Task to carry out
Substitute "x and y coordinates" for "pixel coordinates" throughout the records below and leave every other word unchanged.
start Given information
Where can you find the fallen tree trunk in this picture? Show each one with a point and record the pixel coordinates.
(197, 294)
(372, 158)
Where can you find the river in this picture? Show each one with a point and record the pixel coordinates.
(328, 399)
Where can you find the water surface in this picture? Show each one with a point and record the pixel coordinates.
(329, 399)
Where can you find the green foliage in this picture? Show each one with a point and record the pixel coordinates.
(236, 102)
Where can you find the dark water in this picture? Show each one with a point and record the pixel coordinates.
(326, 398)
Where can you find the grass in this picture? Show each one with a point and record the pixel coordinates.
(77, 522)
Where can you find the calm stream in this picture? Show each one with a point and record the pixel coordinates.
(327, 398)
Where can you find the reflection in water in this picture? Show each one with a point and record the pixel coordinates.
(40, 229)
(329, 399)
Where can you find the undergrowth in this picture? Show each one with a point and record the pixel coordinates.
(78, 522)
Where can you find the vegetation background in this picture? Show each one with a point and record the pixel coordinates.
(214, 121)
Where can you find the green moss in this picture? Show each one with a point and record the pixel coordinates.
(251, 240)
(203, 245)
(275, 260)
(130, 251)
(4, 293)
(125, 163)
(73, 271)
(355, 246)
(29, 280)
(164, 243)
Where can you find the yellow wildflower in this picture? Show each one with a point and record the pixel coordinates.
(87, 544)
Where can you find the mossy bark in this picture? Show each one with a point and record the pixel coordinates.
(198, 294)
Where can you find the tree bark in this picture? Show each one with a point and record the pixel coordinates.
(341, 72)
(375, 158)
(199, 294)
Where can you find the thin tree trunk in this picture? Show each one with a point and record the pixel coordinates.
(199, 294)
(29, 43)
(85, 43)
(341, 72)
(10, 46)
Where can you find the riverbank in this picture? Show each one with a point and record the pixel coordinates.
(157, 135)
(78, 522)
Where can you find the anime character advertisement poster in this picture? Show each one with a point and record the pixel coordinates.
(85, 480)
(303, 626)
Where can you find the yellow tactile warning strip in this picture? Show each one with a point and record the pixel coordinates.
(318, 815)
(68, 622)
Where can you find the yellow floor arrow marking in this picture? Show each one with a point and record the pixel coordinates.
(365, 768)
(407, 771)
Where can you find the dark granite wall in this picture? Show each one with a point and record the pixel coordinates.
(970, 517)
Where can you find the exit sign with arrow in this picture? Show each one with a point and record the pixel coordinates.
end Given information
The completed task
Where can you find the fallen tree trunk in this picture? Show each one with a point and record the x and y coordinates.
(197, 294)
(372, 158)
Where can you find the river in this picture? Show each one with a point and record the x and y coordinates.
(328, 399)
Where can you find the water surface in this picture? Show each one with a point and record the x and y coordinates.
(329, 399)
Where can you find the green foliage in this picture? Show each one with a point and record the x and y coordinates.
(236, 102)
Where can you find the dark water in this picture? Show each one with a point and record the x and y coordinates.
(326, 398)
Where can you find the grass in this picture? Show each one with a point and record the x and y coordinates.
(77, 522)
Where can you find the calm stream in this picture? Show each one with a point and record the x and y coordinates.
(327, 398)
Where can you find the reflection in water in this picture? Show each one with a point and record the x and y coordinates.
(40, 229)
(329, 399)
Where can you find the undergrowth in this picture? Show each one with a point and record the x and y coordinates.
(78, 522)
Where can you find the vegetation background in this picture? Show each one with a point and record the x and y coordinates.
(214, 121)
Where can you find the green moss in this picture? Show each one with a point and record the x and y coordinates.
(251, 240)
(203, 245)
(275, 260)
(130, 251)
(4, 293)
(125, 163)
(73, 271)
(355, 246)
(29, 280)
(164, 243)
Where can you find the yellow wildflower in this picture? Show each one with a point and record the x and y coordinates.
(87, 544)
Where can you find the mossy bark in this picture? Show each one with a point and record the x and y coordinates.
(198, 294)
Where can you find the tree bark in this picture? Show each one with a point and record the x and y coordinates.
(341, 72)
(375, 158)
(199, 294)
Where can you find the thin tree trunk in this picture? Show each one with a point and record the x and y coordinates.
(199, 294)
(29, 43)
(85, 43)
(341, 72)
(10, 46)
Where can you find the riverbank in this picture? Show each one with a point and record the x and y coordinates.
(157, 135)
(78, 522)
Where can you find the anime character advertisement poster in this picture? Show each one with a point and record the x and y coordinates.
(85, 480)
(303, 626)
Where can you find the yellow tactile warning strip in this picture? Show each one with a point and record the x and y coordinates.
(318, 815)
(68, 622)
Where can you find the yellow floor arrow marking in this picture? Show each one with a point and record the x and y coordinates.
(365, 768)
(407, 771)
Where can you find the dark granite wall in this picture? Show each one with a point and record the x and y coordinates.
(970, 517)
Where can you find the exit sign with arrow in this picture? Show each one with a point and record the x and y coordinates.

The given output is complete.